▶ [Your instructions]:
The entries below are to be transcribed in full, without their images.
__________
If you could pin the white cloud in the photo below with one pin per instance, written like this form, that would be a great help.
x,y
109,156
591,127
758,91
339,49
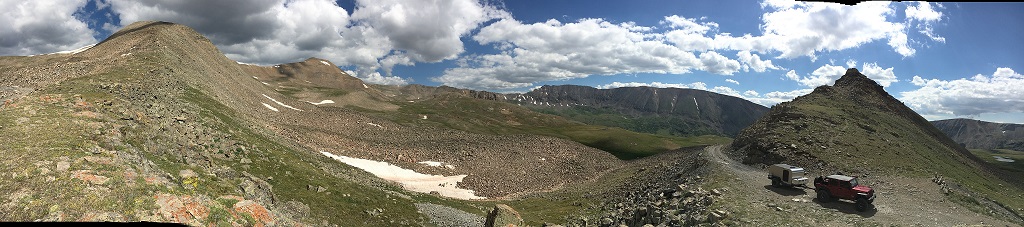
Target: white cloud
x,y
379,34
751,93
884,77
376,78
42,27
924,12
429,31
716,63
553,50
695,85
801,29
754,61
826,75
688,26
980,94
768,99
924,16
774,97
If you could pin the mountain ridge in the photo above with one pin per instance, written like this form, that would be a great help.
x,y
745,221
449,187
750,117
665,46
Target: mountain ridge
x,y
669,110
983,135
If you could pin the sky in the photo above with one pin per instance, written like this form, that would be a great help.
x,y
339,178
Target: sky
x,y
942,59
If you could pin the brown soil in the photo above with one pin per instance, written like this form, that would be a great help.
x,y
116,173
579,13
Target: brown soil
x,y
901,200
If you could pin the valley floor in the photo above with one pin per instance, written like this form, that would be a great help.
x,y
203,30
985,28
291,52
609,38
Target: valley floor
x,y
913,201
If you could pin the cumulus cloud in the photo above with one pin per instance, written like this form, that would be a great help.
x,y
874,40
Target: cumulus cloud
x,y
553,50
379,34
767,99
694,85
42,27
801,29
924,15
826,75
884,77
428,31
753,61
980,94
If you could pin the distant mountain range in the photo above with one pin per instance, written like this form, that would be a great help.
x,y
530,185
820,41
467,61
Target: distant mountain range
x,y
983,135
857,128
657,110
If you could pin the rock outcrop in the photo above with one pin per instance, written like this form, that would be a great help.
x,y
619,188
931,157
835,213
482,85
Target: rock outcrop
x,y
976,134
503,216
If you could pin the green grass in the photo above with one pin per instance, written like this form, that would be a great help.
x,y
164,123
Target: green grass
x,y
859,138
987,155
293,170
659,125
504,119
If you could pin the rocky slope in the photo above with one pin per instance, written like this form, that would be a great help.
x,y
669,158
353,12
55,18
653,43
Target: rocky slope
x,y
155,124
855,127
976,134
666,110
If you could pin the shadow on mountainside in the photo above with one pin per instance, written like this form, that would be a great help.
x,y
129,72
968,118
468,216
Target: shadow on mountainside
x,y
787,191
848,208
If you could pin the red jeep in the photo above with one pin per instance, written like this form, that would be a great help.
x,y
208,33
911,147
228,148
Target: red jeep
x,y
845,187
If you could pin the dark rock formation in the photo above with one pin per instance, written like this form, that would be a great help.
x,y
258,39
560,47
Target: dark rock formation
x,y
976,134
503,216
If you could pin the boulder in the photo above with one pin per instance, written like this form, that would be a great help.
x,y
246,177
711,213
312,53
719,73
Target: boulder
x,y
503,215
__________
▶ [Written response]:
If you could pin the white cloud in the photo below with one pin per instance, written like this form, that would be a great help.
x,y
109,156
591,127
758,91
339,49
Target: white cloud
x,y
379,34
751,93
884,77
376,78
42,27
924,12
429,31
716,63
553,50
695,85
801,29
754,61
826,75
688,26
980,94
768,99
924,16
774,97
If you could pin the mountain ridge in the photo above with one pin per instance, written like this form, that would be a great help.
x,y
745,221
449,187
750,117
665,46
Target: mountain ridge
x,y
669,110
983,135
If you could pin the sky in the photo above with one pin per instance, written like this form, that would be a great help.
x,y
339,178
Target: sky
x,y
942,59
If you could pin the brown soil in the photo above with one pin per instance, written like this form, that would be a great help.
x,y
116,173
579,13
Target: brown soil
x,y
901,200
If you could pin the valley floor in the photo above with one pin per instance, written like this form, that would be a great help.
x,y
203,30
985,28
291,52
609,38
Target: valley floor
x,y
913,201
If you could pin the cumulus cloud in the photo above with one pin per instance, written like this form, that would be a great help.
x,y
874,40
Target: cumulus cloud
x,y
553,50
379,34
767,99
694,85
42,27
801,29
924,15
826,75
884,77
428,31
753,61
980,94
If you could pin the distant mountain range in the photo above with one pin per instance, written like this form, that would be a great help.
x,y
530,185
820,41
467,61
Target: distant mountain range
x,y
983,135
857,128
657,110
If you could pin the rock outcrop in the photo above with one pin per instance, written like this form, that would be a great help.
x,y
619,188
931,157
835,213
482,85
Target: rock outcrop
x,y
976,134
503,216
If you could pin the green grass in the photo above with one pin per instance, written like this form, that would be a great help.
x,y
164,123
Target: green grass
x,y
859,138
987,155
293,170
659,125
504,119
If you could pin the rocky slope in the photo above with one pin per instance, written like this form, that would be a great help.
x,y
669,158
353,12
55,18
653,43
Target: rocky slope
x,y
155,124
855,127
976,134
666,110
If you could pin the shadow on mountainside in the photo above with one pin per instance, written like this form, that would be a great help.
x,y
129,72
968,118
468,216
Target: shadow on mountainside
x,y
787,191
848,208
If you could pin the red jeep in the photo above with one pin per instance, written like this form, that would be a great help.
x,y
208,33
911,147
228,148
Target: red jeep
x,y
845,187
If you could pin the dark rock formation in the photo above with one pin per instance, written like this form, that would be a great help.
x,y
258,39
560,47
Target: dark rock formation
x,y
976,134
503,216
If you could pin the boulder in the photo above with one pin per instance, written like this form, that would be a great help.
x,y
246,177
711,213
312,53
719,73
Target: boulder
x,y
503,215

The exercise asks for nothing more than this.